• [Texte fourni]:
Janine est étudiante en lettres classiques à Besançon et, le vendredi 14 juin, en début d’après-midi, elle se rend à la faculté pour connaître un résultat d’examen. On sait déjà qu’il n’y aura pas d’oral, et que donc l’admissibilité vaudra obtention du titre. Elle est confiante, car le doyen a déjà laissé entendre à son père qu’elle serait reçue. Cette assurance « suffisait à me réchauffer le cœur ». Mais on refuse officiellement de communiquer les résultats. À la Faculté, « il flottait dans l’air une sorte d’angoisse », qui n’est sans doute pas due seulement à l’inquiétude touchant la publication des résultats d’examens.
À la maison, Janine constate que sa mère, elle aussi, est contaminée par « cette agitation fébrile » et insiste pour que la famille parte immédiatement afin de gagner Saint-Honoré-les-Bains une petite station thermale de la Nièvre, en plein Morvan, à 250 km, où apparemment ils ont loué une résidence. On y arrive le soir même, facilement. « La route est libre. Quelques voitures de temps en temps. » Donc, tout va bien, pourtant « sans cesse, nous croyons voir ou entendre un avion. Nous nous sentons traqués. »
Le pire n’est pas toujours sûr
La halte d’une journée à Saint-Honoré a dû être paisible, elle n’a laissé aucun souvenir à la narratrice. Mais au matin du dimanche 16, de nouveaux membres de la famille surviennent, fatigués et affamés, qui racontent que « les Boches passent en mitraillant les deux côtés des rues ». Il faut absolument passer la Loire, tenter d’aller se réfugier en Auvergne chez une ancienne bonne.

• [Données sources]:
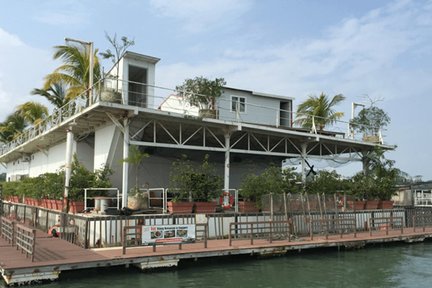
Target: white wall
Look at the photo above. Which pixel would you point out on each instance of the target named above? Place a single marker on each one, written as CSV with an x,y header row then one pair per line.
x,y
259,109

• [Objectif 1]:
D’après le texte fourni, dans quelle ville Janine fait-elle ses études de lettres classiques ?
• [Objectif 2]:
Recopiez le passage du texte fourni qui va de « Janine est étudiante » jusqu’à « des résultats d’examens. » inclus.

• [Résultat 1]:
À Besançon.

• [Résultat 2]:
Janine est étudiante en lettres classiques à Besançon et, le vendredi 14 juin, en début d’après-midi, elle se rend à la faculté pour connaître un résultat d’examen. On sait déjà qu’il n’y aura pas d’oral, et que donc l’admissibilité vaudra obtention du titre. Elle est confiante, car le doyen a déjà laissé entendre à son père qu’elle serait reçue. Cette assurance « suffisait à me réchauffer le cœur ». Mais on refuse officiellement de communiquer les résultats. À la Faculté, « il flottait dans l’air une sorte d’angoisse », qui n’est sans doute pas due seulement à l’inquiétude touchant la publication des résultats d’examens.